§ **Instructions to follow**
What is needed is an exact copy of every entry below, minus the images.

BEGIN Records for the exercise

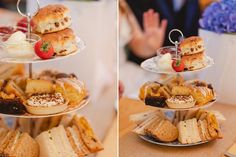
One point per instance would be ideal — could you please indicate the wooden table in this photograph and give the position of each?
(130, 145)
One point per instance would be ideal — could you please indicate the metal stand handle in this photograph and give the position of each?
(29, 17)
(176, 43)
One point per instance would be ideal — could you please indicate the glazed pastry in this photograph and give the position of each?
(38, 87)
(201, 93)
(72, 89)
(180, 90)
(182, 101)
(156, 101)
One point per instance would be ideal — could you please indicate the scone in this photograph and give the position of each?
(38, 87)
(51, 18)
(194, 61)
(63, 42)
(191, 45)
(72, 89)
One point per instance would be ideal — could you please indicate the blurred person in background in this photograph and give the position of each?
(180, 14)
(143, 43)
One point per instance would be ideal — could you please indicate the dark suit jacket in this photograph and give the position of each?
(186, 19)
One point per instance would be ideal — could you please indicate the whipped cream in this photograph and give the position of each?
(46, 100)
(165, 62)
(17, 45)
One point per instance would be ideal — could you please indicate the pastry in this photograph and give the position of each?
(162, 130)
(9, 70)
(191, 45)
(63, 42)
(88, 136)
(175, 81)
(51, 18)
(149, 89)
(194, 61)
(180, 90)
(34, 86)
(53, 75)
(156, 101)
(180, 101)
(72, 89)
(202, 95)
(12, 88)
(165, 91)
(76, 141)
(12, 106)
(41, 104)
(18, 144)
(188, 131)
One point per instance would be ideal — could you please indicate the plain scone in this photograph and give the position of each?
(51, 18)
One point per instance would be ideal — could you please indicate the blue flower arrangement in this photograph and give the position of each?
(220, 17)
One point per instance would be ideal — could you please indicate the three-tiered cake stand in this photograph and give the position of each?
(151, 66)
(30, 61)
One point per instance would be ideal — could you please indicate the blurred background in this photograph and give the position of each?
(95, 23)
(144, 27)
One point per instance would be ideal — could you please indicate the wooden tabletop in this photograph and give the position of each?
(131, 145)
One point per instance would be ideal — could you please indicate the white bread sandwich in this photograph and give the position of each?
(188, 131)
(49, 143)
(162, 130)
(17, 144)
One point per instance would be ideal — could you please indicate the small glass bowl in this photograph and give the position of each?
(168, 49)
(24, 49)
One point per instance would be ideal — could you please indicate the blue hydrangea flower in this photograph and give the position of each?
(220, 17)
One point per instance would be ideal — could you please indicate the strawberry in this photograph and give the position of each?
(44, 49)
(178, 65)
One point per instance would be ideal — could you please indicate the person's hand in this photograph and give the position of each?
(154, 30)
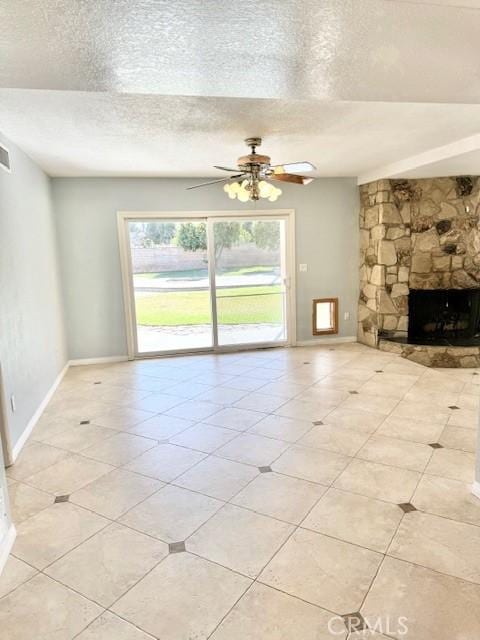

END Records for the exercise

§ **Task solution**
One point per instance would be ideal — could you please indicate the wooden table in this photograph and give the position of each?
(130, 145)
One point per instance would be ideal — could you please indicate the metal stand handle in this photograph and give the position of each?
(29, 17)
(176, 43)
One point per instance would be ideal — could you please indicate the glazed pastry in this photograph and give the position of each?
(38, 87)
(201, 93)
(72, 89)
(180, 90)
(182, 101)
(156, 101)
One point per instance would be ideal — could you please indicate the scone in this photograph and give the position of each?
(38, 87)
(51, 18)
(194, 61)
(63, 42)
(191, 45)
(72, 89)
One point per instance would be ideal — could you please indicate the blurred person in background in this photograph and give the position of each?
(180, 14)
(143, 43)
One point per instance would be ideal — could you please indicate the dark suit jacket in this photograph and give the position of each?
(186, 19)
One point per instance would be ideal — could you please indicate the whipped cream in this photograph and give the position of each?
(46, 100)
(165, 62)
(17, 45)
One point per instance would be ideal — could you please indicate the pastry in this photograph and give the position of each?
(162, 130)
(9, 70)
(191, 45)
(63, 42)
(88, 136)
(175, 81)
(51, 18)
(149, 89)
(194, 61)
(180, 90)
(34, 86)
(53, 75)
(156, 101)
(180, 101)
(72, 89)
(202, 95)
(12, 88)
(165, 91)
(76, 141)
(12, 106)
(41, 104)
(18, 144)
(188, 131)
One point per instance would be ideal — could you please indicate the plain scone in this photograph and give the position of each?
(51, 18)
One point per instance would be ideal — could you please indicate the blue flower arrangement in this photograph and give the position of each?
(220, 17)
One point per instance would be ideal — could you please indicate the three-tiered cake stand in this photograph and give the position of each?
(151, 66)
(30, 61)
One point per instance would be ideal — could you please indicate the blurred background in this photograph and give the position of each?
(95, 23)
(144, 27)
One point per instance would be ideal — could you please indicate the wooden tabletop in this photograph and give the position of each?
(131, 145)
One point per instance would be ideal — could you please indicate the white bread sandwich in this photograph and give the position of each?
(188, 131)
(49, 143)
(162, 130)
(17, 144)
One point per instance would be ideal — could you please indicate the small glass bowl in this photograph and give the position of each?
(168, 49)
(24, 49)
One point per instance would be ideal — could you please indicate the blue hydrangea flower in this photograph and give the position of each?
(220, 17)
One point per instance would be ideal — could you please indicate the strawberry in this photograph and give the position of each?
(44, 49)
(178, 65)
One point per instance would be ideal — could you please indicate the person's hand in this photograph and give the position of each?
(154, 30)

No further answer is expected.